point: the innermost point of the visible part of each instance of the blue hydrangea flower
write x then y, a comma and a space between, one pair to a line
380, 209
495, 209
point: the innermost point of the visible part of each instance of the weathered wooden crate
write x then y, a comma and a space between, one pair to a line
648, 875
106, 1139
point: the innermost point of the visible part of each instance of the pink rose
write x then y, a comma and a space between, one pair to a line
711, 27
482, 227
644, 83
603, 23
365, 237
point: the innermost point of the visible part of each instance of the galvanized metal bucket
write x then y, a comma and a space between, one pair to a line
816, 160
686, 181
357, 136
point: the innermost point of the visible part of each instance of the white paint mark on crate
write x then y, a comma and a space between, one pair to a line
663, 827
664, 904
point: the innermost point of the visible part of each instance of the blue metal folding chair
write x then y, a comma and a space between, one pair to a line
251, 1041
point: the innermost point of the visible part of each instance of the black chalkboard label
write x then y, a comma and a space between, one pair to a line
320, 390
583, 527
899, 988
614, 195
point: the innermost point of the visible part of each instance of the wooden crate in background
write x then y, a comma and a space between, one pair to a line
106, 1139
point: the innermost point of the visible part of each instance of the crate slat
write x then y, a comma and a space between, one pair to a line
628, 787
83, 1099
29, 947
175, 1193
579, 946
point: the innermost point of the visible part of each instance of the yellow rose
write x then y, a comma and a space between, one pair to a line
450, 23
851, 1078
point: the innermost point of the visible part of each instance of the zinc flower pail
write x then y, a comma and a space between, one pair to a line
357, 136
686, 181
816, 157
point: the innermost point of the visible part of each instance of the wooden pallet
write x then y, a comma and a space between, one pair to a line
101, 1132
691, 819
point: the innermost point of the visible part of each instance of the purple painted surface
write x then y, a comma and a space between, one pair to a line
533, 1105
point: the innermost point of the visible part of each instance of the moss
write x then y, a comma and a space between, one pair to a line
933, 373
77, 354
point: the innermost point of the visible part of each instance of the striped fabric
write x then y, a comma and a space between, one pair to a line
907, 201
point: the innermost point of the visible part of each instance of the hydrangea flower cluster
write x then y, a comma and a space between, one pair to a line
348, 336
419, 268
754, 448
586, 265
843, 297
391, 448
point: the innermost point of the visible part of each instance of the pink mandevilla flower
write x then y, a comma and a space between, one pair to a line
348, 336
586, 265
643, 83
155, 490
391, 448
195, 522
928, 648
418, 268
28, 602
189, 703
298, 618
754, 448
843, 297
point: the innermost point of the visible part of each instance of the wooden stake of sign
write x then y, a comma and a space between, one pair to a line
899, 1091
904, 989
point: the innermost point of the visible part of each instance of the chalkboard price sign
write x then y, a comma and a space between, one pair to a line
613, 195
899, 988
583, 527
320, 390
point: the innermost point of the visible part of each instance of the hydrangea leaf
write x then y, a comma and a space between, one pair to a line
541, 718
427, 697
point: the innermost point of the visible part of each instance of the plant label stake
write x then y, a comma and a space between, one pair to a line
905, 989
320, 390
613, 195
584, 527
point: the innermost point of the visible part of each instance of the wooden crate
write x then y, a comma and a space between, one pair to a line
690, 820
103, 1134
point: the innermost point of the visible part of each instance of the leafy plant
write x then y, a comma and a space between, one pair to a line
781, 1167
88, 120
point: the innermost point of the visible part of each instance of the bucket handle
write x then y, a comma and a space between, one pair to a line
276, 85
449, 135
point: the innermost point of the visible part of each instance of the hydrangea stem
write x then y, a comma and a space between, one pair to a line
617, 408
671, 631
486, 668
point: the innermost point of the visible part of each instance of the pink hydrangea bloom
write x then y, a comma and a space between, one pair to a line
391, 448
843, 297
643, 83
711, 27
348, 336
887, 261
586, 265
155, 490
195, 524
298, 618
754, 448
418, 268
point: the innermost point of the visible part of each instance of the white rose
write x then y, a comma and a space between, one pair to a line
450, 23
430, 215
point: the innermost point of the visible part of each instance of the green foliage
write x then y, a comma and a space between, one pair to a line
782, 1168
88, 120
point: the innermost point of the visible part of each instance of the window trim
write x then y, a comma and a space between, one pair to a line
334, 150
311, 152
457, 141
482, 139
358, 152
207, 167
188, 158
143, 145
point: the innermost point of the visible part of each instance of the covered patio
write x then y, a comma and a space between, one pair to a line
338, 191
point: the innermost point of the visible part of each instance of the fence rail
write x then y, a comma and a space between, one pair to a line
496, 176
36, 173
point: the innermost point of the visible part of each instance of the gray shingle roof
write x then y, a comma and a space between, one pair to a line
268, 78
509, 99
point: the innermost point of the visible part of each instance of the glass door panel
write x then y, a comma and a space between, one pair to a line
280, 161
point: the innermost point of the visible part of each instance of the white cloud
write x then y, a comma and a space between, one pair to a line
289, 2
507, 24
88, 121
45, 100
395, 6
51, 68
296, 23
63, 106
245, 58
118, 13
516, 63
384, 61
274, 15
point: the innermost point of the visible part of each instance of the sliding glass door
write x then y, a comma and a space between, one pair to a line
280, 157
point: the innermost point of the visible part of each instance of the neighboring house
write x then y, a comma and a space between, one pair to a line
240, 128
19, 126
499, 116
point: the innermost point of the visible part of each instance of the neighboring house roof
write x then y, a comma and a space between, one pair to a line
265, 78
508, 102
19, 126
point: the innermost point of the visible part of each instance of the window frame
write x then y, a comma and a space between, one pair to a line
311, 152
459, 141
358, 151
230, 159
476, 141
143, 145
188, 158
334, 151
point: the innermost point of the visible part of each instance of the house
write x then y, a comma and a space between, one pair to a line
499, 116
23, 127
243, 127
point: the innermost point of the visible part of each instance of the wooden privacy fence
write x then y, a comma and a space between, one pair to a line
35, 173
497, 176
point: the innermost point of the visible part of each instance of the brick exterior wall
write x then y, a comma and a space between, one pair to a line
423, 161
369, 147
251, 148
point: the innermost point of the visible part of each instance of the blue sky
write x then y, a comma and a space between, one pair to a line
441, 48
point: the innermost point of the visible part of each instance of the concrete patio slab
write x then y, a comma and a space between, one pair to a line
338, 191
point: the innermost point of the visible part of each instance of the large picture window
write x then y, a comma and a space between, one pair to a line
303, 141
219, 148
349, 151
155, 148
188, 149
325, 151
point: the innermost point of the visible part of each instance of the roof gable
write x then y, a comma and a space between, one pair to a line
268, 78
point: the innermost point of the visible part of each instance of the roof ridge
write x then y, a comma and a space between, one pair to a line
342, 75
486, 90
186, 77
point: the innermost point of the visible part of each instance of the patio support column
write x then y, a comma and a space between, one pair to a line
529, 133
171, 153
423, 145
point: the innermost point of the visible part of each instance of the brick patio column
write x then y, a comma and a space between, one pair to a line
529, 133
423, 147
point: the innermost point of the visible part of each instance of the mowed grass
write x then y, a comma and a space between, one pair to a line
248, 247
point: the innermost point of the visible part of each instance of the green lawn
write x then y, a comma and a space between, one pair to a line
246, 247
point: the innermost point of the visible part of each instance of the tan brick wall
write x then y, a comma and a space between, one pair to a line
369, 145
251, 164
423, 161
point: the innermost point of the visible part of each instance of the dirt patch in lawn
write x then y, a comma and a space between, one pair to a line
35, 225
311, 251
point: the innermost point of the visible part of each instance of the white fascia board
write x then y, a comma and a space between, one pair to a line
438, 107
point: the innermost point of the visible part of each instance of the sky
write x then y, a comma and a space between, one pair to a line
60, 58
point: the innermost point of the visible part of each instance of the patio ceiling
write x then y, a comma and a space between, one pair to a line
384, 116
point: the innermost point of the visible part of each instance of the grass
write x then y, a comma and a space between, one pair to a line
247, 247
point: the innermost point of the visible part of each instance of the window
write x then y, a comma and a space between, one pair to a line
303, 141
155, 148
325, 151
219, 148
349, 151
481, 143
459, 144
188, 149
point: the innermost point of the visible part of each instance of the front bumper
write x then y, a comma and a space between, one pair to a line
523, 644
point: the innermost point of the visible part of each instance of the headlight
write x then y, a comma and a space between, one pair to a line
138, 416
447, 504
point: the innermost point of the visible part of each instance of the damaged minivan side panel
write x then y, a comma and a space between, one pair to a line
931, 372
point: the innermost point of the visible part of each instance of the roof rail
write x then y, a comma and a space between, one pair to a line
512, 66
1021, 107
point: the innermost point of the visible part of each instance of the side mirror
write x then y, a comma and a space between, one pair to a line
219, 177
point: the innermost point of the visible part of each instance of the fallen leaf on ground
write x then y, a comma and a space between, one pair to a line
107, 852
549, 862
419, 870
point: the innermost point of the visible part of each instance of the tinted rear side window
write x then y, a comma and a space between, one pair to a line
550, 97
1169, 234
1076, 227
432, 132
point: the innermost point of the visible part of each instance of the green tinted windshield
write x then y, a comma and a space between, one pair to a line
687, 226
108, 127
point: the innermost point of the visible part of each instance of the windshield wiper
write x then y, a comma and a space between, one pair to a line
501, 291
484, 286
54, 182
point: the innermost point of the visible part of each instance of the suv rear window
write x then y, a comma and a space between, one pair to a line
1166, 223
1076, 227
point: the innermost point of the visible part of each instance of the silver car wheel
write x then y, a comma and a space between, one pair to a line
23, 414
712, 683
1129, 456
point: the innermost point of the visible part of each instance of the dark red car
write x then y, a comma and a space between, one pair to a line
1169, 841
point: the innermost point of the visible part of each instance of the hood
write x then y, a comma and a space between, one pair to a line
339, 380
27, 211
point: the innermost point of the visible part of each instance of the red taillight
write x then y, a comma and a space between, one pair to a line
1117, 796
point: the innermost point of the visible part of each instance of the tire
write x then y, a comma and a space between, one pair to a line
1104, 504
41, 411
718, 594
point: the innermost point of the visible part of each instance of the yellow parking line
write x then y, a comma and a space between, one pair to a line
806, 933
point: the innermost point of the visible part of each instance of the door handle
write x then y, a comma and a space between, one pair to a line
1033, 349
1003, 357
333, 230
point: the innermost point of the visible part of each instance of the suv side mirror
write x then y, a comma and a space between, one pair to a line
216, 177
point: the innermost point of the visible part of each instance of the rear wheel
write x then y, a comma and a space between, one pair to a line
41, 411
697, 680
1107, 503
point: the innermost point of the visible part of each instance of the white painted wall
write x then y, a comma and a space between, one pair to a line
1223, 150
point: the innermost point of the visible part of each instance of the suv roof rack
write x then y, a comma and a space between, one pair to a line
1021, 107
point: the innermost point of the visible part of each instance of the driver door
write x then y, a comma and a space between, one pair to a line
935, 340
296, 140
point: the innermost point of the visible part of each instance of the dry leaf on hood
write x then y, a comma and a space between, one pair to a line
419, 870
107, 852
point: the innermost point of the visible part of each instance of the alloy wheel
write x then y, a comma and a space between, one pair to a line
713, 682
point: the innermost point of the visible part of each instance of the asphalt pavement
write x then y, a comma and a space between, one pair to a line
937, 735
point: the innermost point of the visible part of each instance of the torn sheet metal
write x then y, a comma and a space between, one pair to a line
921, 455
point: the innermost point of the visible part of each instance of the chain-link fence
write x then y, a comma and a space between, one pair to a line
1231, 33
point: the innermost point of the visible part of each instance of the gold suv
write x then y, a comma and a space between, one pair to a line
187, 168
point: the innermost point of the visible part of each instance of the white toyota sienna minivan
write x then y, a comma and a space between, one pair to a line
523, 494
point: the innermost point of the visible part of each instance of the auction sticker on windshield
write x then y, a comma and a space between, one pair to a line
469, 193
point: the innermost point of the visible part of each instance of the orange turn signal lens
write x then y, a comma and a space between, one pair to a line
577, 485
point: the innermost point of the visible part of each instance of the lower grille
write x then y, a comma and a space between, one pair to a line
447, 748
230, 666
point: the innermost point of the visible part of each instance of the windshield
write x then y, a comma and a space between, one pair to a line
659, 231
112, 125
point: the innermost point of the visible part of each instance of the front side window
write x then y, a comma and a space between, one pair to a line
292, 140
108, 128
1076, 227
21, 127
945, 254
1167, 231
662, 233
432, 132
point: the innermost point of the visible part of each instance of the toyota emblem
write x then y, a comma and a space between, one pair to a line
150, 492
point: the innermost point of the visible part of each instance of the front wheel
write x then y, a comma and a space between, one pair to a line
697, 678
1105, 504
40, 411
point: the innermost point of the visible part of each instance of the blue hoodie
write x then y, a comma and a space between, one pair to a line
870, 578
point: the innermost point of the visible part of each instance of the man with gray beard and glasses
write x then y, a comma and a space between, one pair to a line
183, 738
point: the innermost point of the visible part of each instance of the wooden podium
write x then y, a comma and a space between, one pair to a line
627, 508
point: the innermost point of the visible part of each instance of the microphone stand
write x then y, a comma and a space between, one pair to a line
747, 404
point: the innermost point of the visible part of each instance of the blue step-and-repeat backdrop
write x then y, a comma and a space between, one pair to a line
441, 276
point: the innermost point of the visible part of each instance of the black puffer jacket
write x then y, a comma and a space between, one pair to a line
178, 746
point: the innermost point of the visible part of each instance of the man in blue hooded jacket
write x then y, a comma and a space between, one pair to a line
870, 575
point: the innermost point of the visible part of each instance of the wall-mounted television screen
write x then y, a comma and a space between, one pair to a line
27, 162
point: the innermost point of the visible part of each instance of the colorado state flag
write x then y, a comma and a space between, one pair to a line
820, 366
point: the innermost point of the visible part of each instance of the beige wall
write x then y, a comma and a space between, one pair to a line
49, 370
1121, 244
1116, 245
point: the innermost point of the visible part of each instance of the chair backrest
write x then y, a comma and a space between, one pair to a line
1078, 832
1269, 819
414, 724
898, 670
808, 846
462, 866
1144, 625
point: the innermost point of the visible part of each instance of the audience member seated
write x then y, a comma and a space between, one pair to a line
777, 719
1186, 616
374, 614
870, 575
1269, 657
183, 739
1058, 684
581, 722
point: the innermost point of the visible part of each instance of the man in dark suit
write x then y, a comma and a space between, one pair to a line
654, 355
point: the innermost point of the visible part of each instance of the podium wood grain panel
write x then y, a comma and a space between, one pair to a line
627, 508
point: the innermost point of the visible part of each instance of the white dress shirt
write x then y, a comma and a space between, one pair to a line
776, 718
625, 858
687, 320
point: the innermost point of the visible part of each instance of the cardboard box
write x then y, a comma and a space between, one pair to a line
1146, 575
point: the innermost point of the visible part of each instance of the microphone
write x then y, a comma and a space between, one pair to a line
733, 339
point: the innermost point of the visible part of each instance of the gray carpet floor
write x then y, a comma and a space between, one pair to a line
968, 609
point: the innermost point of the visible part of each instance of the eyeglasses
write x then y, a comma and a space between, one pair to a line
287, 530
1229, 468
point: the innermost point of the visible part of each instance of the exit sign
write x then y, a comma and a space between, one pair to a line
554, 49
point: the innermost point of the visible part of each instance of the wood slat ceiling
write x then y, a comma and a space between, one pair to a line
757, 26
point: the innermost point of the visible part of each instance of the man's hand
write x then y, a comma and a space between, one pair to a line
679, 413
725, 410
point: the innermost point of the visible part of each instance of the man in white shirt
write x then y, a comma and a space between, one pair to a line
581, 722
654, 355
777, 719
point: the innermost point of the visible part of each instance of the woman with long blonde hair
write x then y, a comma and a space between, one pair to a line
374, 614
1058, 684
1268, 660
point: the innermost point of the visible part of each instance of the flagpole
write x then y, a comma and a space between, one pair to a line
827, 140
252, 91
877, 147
—————
▶ YOUR INSTRUCTIONS
Every line from the one containing "the exit sign" through the end of the data must be repeated exactly, and no other line.

▶ FULL RESPONSE
point: the innermost point of the visible part of each instance of the exit sign
write x then y, a comma and a space between, one pair to a line
554, 49
point: the innermost point of the visible part of each instance of the wood slat ceiling
write x then y, a comma and a space between, one pair to a line
757, 26
point: the innermost point of the visible part of each instance of the man's hand
write x then y, a comma and a space between, one pair to a line
679, 413
725, 410
point: the innermost point of the visible part of each instance of the man in white shirt
write x then y, a comma and a space between, one pair to a line
581, 722
654, 355
777, 719
point: the innermost point of the visible part of each instance of the woman with long blonde hair
write x then y, a comma and a space between, one pair to a line
374, 614
1058, 684
1268, 660
point: the innermost point of the visible part of each instance of the flagpole
write x then y, a comma and a space between, one pair to a line
827, 140
252, 91
877, 147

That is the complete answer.